Task to carry out: Quote verbatim, and with nothing else, the portion of the data below that opens with the line containing "Practice step: locate the ash" and closes with the line containing "x=515, y=174", including both of those lines.

= = = =

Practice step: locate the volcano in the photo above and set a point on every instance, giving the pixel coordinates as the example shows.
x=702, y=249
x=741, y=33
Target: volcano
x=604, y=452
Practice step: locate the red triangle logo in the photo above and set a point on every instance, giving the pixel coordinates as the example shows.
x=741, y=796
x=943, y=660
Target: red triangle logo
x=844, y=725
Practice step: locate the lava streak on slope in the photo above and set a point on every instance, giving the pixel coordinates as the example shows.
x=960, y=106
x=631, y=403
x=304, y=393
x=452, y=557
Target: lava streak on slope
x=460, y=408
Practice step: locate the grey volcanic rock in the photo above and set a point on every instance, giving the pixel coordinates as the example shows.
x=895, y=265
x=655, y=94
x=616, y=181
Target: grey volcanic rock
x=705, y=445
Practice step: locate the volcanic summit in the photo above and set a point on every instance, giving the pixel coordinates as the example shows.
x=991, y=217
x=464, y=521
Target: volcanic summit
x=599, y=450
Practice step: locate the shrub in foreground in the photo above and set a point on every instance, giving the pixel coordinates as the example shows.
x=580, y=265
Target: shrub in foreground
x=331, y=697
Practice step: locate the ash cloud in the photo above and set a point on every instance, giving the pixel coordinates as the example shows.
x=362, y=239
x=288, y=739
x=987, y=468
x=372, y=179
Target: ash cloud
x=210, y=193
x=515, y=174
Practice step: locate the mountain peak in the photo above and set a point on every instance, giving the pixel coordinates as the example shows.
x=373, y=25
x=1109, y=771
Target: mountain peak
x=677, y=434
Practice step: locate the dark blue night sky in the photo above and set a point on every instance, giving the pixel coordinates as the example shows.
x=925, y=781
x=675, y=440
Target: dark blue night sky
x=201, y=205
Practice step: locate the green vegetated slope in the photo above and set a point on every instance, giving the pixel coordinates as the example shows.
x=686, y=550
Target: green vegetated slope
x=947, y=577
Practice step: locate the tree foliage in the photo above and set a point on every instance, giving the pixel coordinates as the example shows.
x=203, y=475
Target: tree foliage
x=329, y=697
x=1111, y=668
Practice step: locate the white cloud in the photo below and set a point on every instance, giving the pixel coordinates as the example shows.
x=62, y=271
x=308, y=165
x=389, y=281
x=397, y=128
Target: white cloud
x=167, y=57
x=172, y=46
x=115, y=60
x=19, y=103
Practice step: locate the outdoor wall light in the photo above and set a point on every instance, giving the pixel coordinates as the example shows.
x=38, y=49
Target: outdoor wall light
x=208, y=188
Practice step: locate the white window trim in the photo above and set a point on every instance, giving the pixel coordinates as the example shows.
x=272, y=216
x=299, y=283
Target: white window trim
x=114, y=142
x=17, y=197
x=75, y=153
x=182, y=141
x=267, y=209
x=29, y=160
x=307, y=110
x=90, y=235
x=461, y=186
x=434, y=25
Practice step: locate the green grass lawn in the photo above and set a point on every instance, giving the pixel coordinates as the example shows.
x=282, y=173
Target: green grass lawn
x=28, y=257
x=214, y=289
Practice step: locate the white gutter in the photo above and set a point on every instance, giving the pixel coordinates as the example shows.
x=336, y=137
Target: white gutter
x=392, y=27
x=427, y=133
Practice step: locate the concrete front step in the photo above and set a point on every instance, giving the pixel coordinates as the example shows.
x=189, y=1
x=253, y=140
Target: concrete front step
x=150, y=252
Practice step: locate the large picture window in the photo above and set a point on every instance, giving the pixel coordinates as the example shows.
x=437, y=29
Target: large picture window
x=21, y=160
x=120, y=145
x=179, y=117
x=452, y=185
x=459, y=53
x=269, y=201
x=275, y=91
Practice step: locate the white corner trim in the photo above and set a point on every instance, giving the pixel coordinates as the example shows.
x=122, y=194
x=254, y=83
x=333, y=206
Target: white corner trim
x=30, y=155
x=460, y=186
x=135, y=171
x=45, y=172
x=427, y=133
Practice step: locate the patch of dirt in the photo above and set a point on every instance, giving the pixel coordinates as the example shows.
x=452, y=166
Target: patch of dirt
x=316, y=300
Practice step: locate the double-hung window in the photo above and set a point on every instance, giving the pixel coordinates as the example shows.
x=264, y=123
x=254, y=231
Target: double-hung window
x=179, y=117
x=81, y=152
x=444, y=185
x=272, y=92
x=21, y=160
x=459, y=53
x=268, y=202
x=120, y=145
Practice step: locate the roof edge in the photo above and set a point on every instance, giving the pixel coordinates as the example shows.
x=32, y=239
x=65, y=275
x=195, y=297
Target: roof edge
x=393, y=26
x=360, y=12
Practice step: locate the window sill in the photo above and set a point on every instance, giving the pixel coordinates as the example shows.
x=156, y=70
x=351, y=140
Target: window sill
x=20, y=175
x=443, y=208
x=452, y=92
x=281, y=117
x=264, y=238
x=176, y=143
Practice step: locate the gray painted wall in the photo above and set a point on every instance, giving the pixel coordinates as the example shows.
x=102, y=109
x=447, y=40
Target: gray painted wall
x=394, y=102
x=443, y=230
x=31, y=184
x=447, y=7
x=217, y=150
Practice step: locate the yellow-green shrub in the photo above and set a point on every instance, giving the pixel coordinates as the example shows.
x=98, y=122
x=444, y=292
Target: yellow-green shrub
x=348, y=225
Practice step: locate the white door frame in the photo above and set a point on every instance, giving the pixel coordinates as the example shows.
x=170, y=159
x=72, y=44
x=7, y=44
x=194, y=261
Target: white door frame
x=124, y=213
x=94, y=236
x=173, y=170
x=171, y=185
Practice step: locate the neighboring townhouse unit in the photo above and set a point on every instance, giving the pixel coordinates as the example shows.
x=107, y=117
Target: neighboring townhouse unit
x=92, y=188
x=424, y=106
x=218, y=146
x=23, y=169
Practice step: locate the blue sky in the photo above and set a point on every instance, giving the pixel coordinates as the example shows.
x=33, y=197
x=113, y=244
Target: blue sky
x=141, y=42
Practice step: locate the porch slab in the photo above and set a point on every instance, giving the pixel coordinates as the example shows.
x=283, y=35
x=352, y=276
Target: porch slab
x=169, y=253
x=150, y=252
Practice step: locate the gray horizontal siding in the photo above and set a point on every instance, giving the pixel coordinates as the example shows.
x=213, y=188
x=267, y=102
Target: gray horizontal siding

= = = =

Finished answer:
Practice step: locate the ash cloud in the photo above and set a point on every instance, giving the pixel coordinates as the example shows.
x=362, y=239
x=288, y=739
x=987, y=468
x=372, y=179
Target: ash cloud
x=210, y=193
x=515, y=174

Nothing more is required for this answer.